Passage:
* begin *
The Fourth of July; Independence Day – our Nation’s birthday. It is an honor and a privilege to be citizens of the greatest country in the world. So many people have sacrificed to provide the elements of life, liberty and the pursuit of happiness.; I’d like to thank them all but it would be impossible. So to all of you whose sacrifices were known only to God, we thank and honor you.
Here is one of my favorite stories of patriotism, I’ve shared before but it is so meaningful to me that I would like to share it again. It began on a farm in Lancaster, Pennsylvania in the year 1750.
I am writing a historical fiction children’s book called Traveling Time about grandparents who take their children on a trip to get to know their relatives – in other centuries by way of a magic pocket watch and an old suitcase filled with maps. The story begins…
Traveling Time
Elizabeth Duncan Porter
America: 1750-1845
…We look at one of the maps and discover a 1200 mile trail from Virginia to Quebec by way of Detroit, Michigan. The year is 1780 and we don’t know it yet, but we are about to come face-to-face with our great… great grandmother Elizabeth, an American patriot who has been captured by the British. She was marched, while pregnant, over 1200 miles as a prisoner-of-war. As we set the watch for 80 past 1700, the clock begins ticking loudly, “Hold hands!” says Grandma. A whistling wind arises and we close our eyes; as the wind dies down we hear tinkling chimes. We open our eyes and find ourselves in another place… and another time. We are standing in a British prisoner-of-war camp in the freezing winter of Quebec, Canada. The year is 1780. We hear a baby crying. “We’re here,” states Grandma matter-of-factly…” The rest remains to be written, maybe I’ll finish it on the 4th.
In case you are wondering what became of Elizabeth, here is a brief biography:
Honoring an American Heroine; Elizabeth Duncan Porter
Elizabeth was born to Thomas and Elizabeth Duncan in Lancaster Pennsylvania in 1750. The Duncan parents were born in Scotland, moved to Ireland and then to the British colonies in America. They settled in Lancaster, which is known in modern times for an Amish community, lush green farms and hillsides.
Elizabeth enjoyed growing up in the beautiful countryside of Pennsylvania. In the spring she played with the lambs and picked flowers. But childhood ended early for Elizabeth; her father died when she was six years old and her help was needed for the farm and family. She grew to be a strong and lovely woman.
At twenty-five she met a man who would sweep her off her feet and she married her beloved Samuel Porter. He and his brothers had immigrated to the colonies from Ireland. As a member of the Virginia militia, Samuel was one of the men responsible for patrolling the roads and trails to keep travelers safe from Indian raids. The British had enlisted the Indians to attack settlers on the western frontiers of the colonies.
The winds of war began to blow across America.
Samuel, Elizabeth, their two children, her mother, brother and other family members had established a small village in the hills between Kentucky and Virginia. The entire town was captured by Indians in 1780. It is thought that British soldiers were with them because they were not scalped. The attackers took all of their stock and possessions.
They were marched and carried over 600 miles to Detroit. Elizabeth had to work hard to keep her little children quiet so they would not be killed by their captors. She was pregnant with her third child. Sometimes when she was permitted to ride in a canoe, she sat with her feet in water for hours and hours. Samuel was sentenced to die. The other men were placed in stockades and pens and nearly starved to death.
* end *
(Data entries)
* begin *
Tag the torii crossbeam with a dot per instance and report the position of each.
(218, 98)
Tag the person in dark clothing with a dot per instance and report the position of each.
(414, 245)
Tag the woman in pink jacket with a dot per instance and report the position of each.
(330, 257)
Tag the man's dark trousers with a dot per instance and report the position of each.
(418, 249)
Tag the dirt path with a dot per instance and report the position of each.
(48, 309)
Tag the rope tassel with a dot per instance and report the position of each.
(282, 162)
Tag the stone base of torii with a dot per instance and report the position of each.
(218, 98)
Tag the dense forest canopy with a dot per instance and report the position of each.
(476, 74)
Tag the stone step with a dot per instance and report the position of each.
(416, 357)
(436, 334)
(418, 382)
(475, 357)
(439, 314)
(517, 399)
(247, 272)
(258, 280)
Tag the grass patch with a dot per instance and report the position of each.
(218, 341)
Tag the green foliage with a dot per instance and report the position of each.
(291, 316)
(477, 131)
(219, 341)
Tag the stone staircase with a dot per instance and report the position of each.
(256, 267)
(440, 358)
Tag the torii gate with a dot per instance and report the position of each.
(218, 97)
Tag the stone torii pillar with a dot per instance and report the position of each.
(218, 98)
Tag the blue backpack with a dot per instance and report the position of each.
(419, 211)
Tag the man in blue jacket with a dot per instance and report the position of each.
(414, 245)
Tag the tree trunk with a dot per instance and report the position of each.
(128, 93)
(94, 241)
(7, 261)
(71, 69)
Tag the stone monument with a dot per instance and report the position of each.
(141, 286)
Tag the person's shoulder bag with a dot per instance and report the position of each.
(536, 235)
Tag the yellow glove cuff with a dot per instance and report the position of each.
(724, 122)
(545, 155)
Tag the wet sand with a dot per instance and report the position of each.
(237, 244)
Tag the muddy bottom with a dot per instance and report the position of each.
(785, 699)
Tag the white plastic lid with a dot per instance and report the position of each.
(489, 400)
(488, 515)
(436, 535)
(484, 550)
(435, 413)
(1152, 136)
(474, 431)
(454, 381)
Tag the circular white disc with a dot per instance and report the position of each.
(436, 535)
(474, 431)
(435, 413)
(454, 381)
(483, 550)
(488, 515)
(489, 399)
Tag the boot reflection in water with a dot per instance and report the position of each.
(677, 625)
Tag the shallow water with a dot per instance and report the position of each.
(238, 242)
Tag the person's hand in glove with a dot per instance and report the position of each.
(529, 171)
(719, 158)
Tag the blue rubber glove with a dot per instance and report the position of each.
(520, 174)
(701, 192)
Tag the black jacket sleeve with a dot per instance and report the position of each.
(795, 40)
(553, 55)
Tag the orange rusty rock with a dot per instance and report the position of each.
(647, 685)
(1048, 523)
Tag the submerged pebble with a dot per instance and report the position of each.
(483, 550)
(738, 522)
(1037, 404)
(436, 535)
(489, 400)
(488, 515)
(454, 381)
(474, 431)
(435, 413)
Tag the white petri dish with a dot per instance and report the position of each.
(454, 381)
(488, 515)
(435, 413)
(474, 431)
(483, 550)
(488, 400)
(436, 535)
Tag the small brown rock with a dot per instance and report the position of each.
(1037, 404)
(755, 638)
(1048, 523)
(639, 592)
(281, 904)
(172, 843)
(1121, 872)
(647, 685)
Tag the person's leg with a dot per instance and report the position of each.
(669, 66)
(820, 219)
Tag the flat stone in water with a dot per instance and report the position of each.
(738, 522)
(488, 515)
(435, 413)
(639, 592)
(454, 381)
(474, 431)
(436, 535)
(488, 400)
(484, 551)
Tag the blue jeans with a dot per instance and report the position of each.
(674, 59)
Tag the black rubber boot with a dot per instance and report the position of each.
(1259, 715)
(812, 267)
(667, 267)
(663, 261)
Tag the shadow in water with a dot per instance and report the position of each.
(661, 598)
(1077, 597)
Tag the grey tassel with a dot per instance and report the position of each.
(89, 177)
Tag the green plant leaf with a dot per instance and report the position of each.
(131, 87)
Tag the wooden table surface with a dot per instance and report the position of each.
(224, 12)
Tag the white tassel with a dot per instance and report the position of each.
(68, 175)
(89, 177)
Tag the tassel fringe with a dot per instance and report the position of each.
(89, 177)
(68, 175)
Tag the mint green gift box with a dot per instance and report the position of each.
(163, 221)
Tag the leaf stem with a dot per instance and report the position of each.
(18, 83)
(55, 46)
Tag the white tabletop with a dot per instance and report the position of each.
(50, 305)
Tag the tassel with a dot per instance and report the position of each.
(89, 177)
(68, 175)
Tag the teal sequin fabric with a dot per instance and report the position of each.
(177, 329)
* end *
Exercise set:
(a) In the Fourth of July post, how far were the captured villagers marched and carried to reach Detroit?
(b) Find every one of the rows that contains the word "white" and copy each of them out.

Responses:
(a) Over 600 miles.

(b)
Tag the white plastic lid with a dot per instance and report the position of each.
Tag the circular white disc with a dot per instance and report the position of each.
Tag the white petri dish with a dot per instance and report the position of each.
Tag the white tassel with a dot per instance and report the position of each.
Tag the white tabletop with a dot per instance and report the position of each.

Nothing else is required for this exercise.